EXERCISE INSTRUCTIONS
How many lines in the records below contain the string "mountain"? Reply with the number alone.
....
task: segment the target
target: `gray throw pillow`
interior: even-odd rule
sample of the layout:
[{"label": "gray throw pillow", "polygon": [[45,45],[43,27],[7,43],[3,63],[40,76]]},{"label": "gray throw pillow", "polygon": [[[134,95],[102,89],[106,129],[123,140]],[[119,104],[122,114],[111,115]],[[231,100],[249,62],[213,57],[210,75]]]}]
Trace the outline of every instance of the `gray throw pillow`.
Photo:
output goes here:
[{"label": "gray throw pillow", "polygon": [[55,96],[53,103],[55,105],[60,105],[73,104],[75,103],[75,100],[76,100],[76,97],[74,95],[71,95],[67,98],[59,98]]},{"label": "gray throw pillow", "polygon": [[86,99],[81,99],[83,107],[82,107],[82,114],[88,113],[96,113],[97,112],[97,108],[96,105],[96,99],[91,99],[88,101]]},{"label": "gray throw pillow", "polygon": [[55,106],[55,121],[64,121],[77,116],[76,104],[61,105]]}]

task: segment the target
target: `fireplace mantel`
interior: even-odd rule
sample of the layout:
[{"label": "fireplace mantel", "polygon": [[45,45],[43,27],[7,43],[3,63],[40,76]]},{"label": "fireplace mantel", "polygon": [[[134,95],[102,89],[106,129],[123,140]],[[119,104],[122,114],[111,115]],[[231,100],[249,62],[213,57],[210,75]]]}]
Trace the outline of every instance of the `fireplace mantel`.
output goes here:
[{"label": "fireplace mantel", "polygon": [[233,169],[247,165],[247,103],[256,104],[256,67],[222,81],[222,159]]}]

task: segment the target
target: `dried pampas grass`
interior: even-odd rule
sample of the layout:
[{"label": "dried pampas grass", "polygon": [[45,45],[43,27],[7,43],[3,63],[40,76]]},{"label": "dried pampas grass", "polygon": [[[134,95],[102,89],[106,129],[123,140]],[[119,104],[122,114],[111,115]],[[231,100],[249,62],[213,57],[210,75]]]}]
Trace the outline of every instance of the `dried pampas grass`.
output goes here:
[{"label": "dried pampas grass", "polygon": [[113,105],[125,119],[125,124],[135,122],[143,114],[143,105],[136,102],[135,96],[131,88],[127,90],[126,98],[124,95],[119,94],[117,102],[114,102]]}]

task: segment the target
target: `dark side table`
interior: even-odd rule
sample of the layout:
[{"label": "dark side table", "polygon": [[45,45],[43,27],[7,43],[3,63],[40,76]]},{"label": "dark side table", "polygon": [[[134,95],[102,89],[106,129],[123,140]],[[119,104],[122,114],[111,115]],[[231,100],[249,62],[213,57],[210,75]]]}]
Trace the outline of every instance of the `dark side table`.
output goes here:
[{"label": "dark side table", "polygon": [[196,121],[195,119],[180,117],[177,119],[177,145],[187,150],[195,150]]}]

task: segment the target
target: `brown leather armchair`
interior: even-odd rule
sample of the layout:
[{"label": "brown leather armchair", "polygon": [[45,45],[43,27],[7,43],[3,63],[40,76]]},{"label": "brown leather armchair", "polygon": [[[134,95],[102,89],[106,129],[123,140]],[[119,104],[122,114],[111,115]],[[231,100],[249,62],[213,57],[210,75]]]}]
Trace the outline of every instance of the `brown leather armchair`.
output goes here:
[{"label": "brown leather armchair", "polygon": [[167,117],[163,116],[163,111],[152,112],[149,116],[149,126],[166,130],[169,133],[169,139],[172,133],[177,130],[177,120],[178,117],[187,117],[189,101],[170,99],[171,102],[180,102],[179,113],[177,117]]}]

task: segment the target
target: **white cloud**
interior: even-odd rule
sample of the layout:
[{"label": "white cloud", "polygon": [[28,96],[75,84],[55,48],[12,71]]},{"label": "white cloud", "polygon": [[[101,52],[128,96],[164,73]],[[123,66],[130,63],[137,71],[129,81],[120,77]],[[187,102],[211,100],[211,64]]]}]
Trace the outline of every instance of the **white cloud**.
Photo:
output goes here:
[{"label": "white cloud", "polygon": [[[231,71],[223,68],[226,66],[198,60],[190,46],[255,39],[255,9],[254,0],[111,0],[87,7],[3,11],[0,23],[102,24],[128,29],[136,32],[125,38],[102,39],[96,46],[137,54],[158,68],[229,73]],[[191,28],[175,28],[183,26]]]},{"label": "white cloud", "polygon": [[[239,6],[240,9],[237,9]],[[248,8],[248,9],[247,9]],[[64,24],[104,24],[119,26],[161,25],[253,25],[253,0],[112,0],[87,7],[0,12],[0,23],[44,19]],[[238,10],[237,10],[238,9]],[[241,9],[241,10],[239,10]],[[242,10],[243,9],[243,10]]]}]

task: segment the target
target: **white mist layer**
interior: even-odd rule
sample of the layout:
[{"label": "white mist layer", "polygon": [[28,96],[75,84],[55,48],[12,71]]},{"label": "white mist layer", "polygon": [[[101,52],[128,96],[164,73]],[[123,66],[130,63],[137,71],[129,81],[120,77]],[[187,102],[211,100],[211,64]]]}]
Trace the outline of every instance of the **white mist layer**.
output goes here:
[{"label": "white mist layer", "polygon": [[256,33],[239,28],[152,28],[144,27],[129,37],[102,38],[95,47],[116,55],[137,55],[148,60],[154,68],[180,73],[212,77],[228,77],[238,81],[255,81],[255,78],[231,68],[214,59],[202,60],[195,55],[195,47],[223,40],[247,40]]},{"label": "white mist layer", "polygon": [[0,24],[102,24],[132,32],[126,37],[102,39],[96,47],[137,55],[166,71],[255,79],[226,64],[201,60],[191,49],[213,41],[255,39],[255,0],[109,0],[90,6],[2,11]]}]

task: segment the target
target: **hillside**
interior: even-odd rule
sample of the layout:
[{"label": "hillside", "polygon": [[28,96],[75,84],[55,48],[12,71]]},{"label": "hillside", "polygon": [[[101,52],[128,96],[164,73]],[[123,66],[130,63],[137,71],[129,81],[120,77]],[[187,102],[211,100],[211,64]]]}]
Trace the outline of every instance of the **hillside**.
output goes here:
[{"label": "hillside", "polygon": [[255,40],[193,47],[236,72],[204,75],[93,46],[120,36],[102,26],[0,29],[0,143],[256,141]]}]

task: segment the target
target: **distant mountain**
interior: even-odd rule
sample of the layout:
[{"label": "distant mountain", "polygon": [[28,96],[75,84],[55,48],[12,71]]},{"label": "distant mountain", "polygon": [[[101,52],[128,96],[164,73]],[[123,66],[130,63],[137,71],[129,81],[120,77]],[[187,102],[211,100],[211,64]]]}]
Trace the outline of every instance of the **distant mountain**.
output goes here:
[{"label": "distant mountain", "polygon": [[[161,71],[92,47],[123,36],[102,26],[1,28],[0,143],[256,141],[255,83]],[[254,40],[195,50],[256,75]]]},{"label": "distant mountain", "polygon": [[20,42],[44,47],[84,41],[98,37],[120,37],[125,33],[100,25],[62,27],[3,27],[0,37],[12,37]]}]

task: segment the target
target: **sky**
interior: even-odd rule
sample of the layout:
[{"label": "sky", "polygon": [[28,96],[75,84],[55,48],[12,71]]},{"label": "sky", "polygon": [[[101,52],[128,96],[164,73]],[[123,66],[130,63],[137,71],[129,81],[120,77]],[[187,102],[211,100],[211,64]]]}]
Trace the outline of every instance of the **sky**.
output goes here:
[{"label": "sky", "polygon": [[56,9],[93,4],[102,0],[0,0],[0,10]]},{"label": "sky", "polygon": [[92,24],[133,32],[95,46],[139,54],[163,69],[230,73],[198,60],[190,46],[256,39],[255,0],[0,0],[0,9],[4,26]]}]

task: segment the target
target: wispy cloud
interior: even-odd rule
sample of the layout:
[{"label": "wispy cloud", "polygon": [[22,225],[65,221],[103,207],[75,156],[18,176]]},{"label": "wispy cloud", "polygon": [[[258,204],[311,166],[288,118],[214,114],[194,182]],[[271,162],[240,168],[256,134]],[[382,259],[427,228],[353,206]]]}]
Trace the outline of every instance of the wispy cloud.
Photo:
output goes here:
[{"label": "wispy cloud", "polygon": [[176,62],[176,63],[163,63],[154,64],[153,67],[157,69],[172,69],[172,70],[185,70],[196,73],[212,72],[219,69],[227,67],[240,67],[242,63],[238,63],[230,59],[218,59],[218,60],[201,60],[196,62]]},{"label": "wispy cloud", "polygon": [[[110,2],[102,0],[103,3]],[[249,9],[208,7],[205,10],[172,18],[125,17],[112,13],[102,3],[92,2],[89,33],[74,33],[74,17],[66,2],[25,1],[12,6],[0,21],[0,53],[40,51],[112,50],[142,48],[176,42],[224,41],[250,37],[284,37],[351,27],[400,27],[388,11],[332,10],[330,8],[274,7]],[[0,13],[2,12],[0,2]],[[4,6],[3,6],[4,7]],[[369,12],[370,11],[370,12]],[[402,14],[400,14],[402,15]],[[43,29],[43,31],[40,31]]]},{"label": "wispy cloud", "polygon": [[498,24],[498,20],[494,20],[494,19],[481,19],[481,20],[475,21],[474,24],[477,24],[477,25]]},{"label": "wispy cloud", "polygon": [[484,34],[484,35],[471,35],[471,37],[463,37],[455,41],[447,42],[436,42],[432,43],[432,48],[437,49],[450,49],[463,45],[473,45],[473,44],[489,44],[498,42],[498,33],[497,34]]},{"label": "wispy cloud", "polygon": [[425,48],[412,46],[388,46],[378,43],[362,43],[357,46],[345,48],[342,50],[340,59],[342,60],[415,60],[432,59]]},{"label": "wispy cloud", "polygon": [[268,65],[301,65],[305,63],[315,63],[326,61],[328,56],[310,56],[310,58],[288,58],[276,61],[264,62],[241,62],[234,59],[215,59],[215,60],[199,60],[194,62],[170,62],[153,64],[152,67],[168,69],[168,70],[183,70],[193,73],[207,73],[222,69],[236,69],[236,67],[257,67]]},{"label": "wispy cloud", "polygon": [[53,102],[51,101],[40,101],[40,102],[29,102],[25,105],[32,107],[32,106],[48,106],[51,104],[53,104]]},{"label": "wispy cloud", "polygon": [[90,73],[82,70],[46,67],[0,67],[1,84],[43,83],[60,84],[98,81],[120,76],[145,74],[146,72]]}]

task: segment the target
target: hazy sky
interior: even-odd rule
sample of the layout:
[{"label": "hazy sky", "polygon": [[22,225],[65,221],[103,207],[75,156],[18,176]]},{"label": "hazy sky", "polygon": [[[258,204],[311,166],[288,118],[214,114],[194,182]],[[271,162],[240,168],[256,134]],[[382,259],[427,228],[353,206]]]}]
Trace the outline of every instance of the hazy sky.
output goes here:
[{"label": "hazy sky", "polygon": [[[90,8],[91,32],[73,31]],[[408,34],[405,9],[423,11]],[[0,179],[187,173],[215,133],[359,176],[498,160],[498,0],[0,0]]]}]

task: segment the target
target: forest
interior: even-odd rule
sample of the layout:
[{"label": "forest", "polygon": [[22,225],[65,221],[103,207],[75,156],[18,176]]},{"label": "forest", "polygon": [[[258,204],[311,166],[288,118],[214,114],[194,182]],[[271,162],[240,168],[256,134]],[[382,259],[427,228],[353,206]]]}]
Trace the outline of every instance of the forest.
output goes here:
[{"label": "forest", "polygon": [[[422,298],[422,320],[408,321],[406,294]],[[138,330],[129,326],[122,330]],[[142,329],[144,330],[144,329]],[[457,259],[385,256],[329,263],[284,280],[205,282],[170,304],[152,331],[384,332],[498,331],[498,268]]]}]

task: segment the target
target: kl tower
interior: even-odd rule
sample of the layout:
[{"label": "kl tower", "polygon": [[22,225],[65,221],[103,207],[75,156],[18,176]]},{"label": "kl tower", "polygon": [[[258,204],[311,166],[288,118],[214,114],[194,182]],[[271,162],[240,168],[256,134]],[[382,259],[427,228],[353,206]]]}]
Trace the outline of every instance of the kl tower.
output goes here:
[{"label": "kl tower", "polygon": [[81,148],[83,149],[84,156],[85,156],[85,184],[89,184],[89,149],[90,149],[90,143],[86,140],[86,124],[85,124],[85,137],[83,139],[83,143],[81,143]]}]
....
RESPONSE
4